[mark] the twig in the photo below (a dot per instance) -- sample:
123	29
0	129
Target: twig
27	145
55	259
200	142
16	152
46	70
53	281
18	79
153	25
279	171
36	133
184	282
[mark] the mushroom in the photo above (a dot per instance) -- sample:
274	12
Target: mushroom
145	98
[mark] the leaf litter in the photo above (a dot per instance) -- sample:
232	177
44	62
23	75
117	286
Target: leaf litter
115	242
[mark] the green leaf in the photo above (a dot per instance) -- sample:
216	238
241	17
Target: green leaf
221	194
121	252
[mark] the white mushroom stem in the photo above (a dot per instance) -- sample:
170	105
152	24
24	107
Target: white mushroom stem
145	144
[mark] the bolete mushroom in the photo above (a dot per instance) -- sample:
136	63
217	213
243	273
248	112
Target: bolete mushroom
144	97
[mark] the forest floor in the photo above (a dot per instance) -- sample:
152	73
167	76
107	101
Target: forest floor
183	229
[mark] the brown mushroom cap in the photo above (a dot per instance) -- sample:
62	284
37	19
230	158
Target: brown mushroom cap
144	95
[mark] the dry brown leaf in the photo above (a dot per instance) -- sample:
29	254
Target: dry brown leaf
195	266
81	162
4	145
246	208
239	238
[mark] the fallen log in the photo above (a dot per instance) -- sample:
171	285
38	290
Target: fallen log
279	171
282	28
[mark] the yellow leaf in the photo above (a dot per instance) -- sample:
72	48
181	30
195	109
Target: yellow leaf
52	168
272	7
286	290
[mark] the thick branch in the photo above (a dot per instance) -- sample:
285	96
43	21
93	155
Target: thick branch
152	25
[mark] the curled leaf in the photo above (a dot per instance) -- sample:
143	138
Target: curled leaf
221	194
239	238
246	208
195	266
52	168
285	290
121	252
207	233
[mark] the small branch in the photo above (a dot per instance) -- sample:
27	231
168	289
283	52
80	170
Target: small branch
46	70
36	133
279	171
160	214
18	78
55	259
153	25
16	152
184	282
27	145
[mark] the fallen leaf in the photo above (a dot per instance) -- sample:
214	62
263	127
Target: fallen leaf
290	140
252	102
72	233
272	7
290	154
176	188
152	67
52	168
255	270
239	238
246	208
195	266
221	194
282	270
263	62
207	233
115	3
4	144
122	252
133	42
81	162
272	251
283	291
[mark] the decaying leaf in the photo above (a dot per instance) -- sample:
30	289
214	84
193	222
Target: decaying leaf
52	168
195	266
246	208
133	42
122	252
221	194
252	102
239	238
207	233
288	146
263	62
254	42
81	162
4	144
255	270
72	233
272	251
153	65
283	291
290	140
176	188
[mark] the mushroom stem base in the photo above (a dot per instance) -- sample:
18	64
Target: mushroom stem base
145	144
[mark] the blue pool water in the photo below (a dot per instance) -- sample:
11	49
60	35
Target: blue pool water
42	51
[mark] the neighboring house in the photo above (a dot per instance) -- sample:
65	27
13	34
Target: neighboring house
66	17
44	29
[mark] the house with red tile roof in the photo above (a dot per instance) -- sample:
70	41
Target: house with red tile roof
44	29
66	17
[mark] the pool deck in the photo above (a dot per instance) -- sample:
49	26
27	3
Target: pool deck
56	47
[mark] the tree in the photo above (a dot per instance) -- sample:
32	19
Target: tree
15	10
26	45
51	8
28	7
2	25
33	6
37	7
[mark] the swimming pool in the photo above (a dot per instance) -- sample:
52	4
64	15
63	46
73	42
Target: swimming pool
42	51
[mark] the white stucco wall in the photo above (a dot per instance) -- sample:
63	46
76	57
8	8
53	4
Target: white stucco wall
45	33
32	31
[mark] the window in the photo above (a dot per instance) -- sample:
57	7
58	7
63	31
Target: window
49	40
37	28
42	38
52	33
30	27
+ + + + +
**Task directions**
Please print all of the material above again, reproducing every line without any change.

**Written solution**
[mark] the twig in the photo below (a dot per instance) -- sample:
123	29
0	129
Target: twig
27	145
55	259
200	142
16	152
46	70
53	281
18	79
153	25
279	171
36	133
184	282
[mark] the mushroom in the photo above (a dot per instance) -- sample:
274	12
Target: mushroom
145	98
[mark] the leaf litter in the photo above (a dot per instance) -- sample:
232	177
44	62
23	75
117	286
Target: leaf litter
115	242
[mark] the green leaf in the photo above (a dot per instance) -- sample:
216	238
241	17
Target: green leaf
221	194
121	252
[mark] the white mushroom stem in the photo above (a dot per instance) -- sample:
170	105
152	24
24	107
Target: white mushroom stem
145	144
[mark] the bolete mushroom in the photo above (a dot per instance) -- sample:
136	63
217	213
243	273
248	112
Target: bolete mushroom
144	97
[mark] the forest floor in the photo above (a dot per instance) -- sample:
152	73
167	76
107	101
Target: forest floor
183	229
[mark] the brown mushroom cap in the photo above (a dot per instance) -- sample:
62	284
37	19
230	158
Target: brown mushroom cap
144	95
[mark] the dry brown leaf in the photo above (a dot per instance) -- sample:
29	254
Target: dry brown leaf
195	266
81	162
4	145
246	208
239	238
[mark] the fallen log in the photo above (a dot per instance) -- sample:
171	285
38	290
Target: fallen log
279	171
282	28
[mark] the yellow leaf in the photo above (a dot per instance) -- sample:
72	48
181	30
195	109
Target: yellow leaf
52	168
272	7
286	290
[mark] the thick branch in the photo above (a dot per instance) -- sample:
285	96
43	21
93	155
Target: thick branch
152	25
[mark] the curled leaf in the photo above (a dot per instance) -- sample:
143	138
Target: curled leaf
221	194
239	238
246	208
195	266
52	168
285	290
121	252
207	233
[mark] the small branch in the photo above (a dot per instance) -- sample:
27	231
168	289
283	52
80	170
Target: small branch
46	70
36	133
279	171
160	214
18	78
55	259
153	25
16	152
184	282
27	145
[mark] the fallen leaf in the photo above (a dot per instance) -- sample:
214	62
263	127
Target: fallen leaf
290	140
252	102
72	233
272	7
290	154
176	188
152	67
52	168
255	270
239	238
246	208
195	266
221	194
282	270
263	62
207	233
115	3
4	144
122	252
133	42
81	162
272	251
283	291
[mark] the decaying leaf in the photo above (a dot per instance) -- sample:
30	289
214	84
193	222
Target: decaying leaf
52	168
195	266
246	208
133	42
122	252
221	194
252	102
239	238
207	233
288	146
263	62
254	42
81	162
4	144
255	270
72	233
272	251
153	65
283	291
290	140
176	188
[mark] the mushroom stem base in the photo above (a dot per instance) -- sample:
18	64
Target: mushroom stem base
145	144
[mark] the blue pool water in the photo below (a dot per instance) -- sample:
11	49
60	35
Target: blue pool water
42	51
[mark] the neighboring house in the photo above (a dot per instance) -- sample:
65	27
13	34
Target: neighboring house
66	17
44	29
[mark] the house with red tile roof in the photo above (a dot per instance) -- sample:
70	41
Target: house with red tile roof
44	29
66	17
[mark] the pool deck in the photo above (a dot per instance) -- sample:
49	26
27	3
Target: pool deck
56	47
[mark] the tree in the photo above (a dot per instance) -- sample:
32	19
Target: tree
15	10
26	45
51	8
28	7
2	25
33	6
37	7
[mark] the swimming pool in the photo above (a dot per instance) -- sample:
52	4
64	15
63	46
73	42
Target: swimming pool
42	51
[mark] the white stucco wall in the photo above (a dot per instance) -- sample:
63	46
76	57
8	8
53	4
Target: white stucco wall
45	33
32	31
[mark] the window in the photo above (a dot per instance) -- sample:
57	7
58	7
63	31
Target: window
49	40
37	28
42	38
52	33
30	27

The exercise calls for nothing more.